━━━ PROVIDED TEXT ━━━

Memento Amare - D. G. Cox

Writing the review may be damned near impossible.  I could probably give you a laundry list of why this book shouldn't have worked because there is a bit of just about everything in this book that has at times driven me crazy while reading other books and yet somehow this time they either didn't bother me or they just made the story work and I mean work. 


While the storyline in 'Memento Amare' may not seem that unusual it's a mystery/romance/spy/thriller type book what sets it apart for me is how the author has brought this story to life. First off this story covers a really long time period we first meet Phalen Cole when he's a very young child and by the end of this story both men are well in to their 50s/60s and what a life they've had. But I'm not even going to start with that because this would easily go from a review to a very lengthy essay because at 130,000+ words be prepared for a lengthy read but trust me it's so worth it.

━━━

(REQUIREMENT 1): Express the rows in Block 1 as a Markdown table with the columns Line and Content, one row per line, skipping blank lines. Leave the picture out of the answer.
The review excerpt and the rows that follow it come from unrelated sources.

━━━ MATERIAL SUPPLIED ━━━

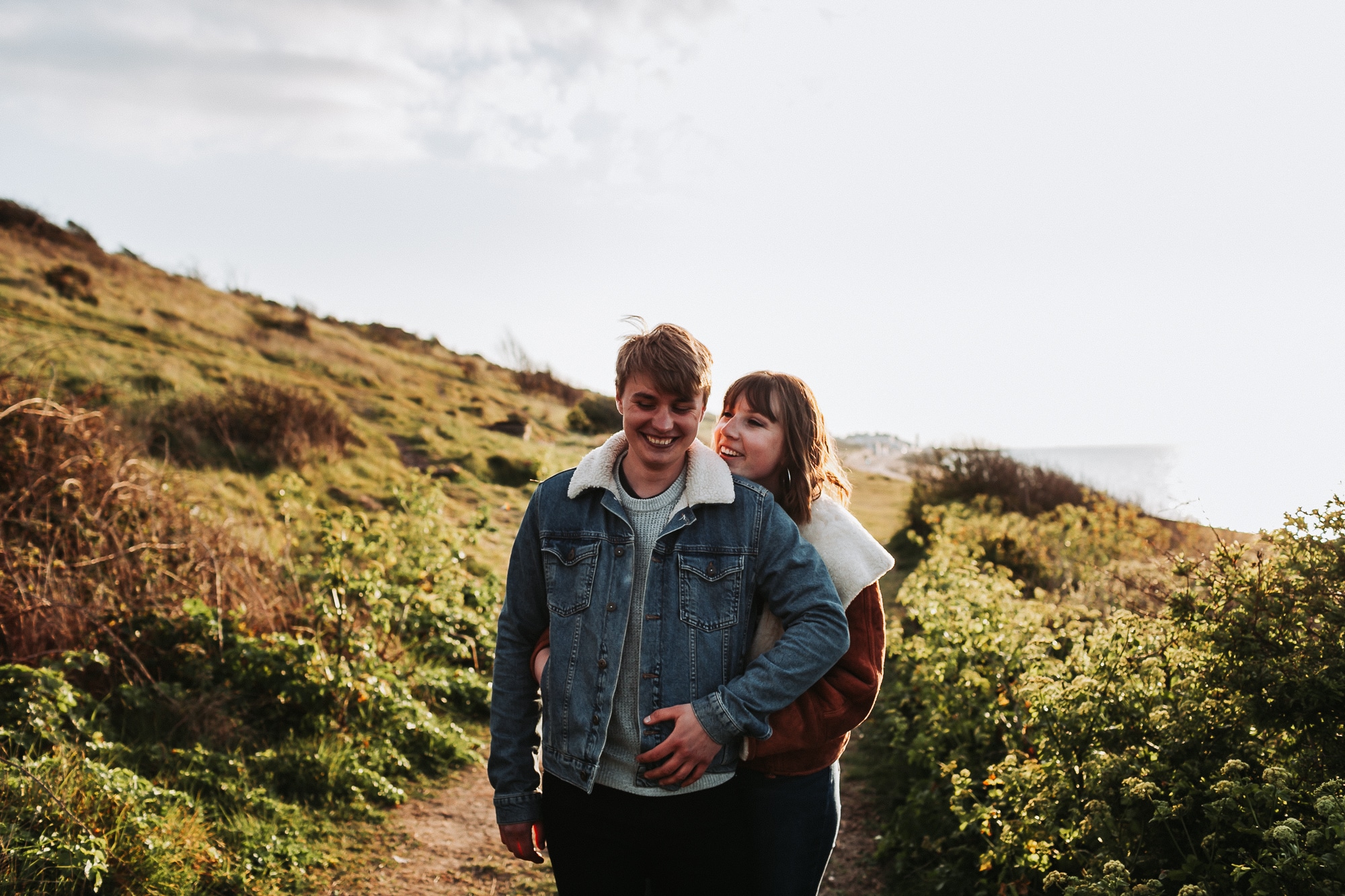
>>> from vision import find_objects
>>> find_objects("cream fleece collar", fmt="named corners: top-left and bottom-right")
top-left (566, 432), bottom-right (733, 507)
top-left (799, 495), bottom-right (894, 608)
top-left (742, 495), bottom-right (894, 667)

━━━

(REQUIREMENT 2): Summarize the review of "Memento Amare" in two sentences.

(TASK ANSWER 1):
| Line | Content |
|---|---|
| 1 | >>> from vision import find_objects |
| 2 | >>> find_objects("cream fleece collar", fmt="named corners: top-left and bottom-right") |
| 3 | top-left (566, 432), bottom-right (733, 507) |
| 4 | top-left (799, 495), bottom-right (894, 608) |
| 5 | top-left (742, 495), bottom-right (894, 667) |

(TASK ANSWER 2): The reviewer finds this review nearly impossible to write, because the book contains many elements that have bothered them in other books, yet here those elements either didn't bother them or made the story work. The mystery/romance/spy/thriller storyline may not seem unusual, but the author's way of bringing it to life sets it apart: it follows Phalen Cole from early childhood until both men are in their 50s/60s, and at 130,000+ words it is a lengthy read the reviewer considers well worth it.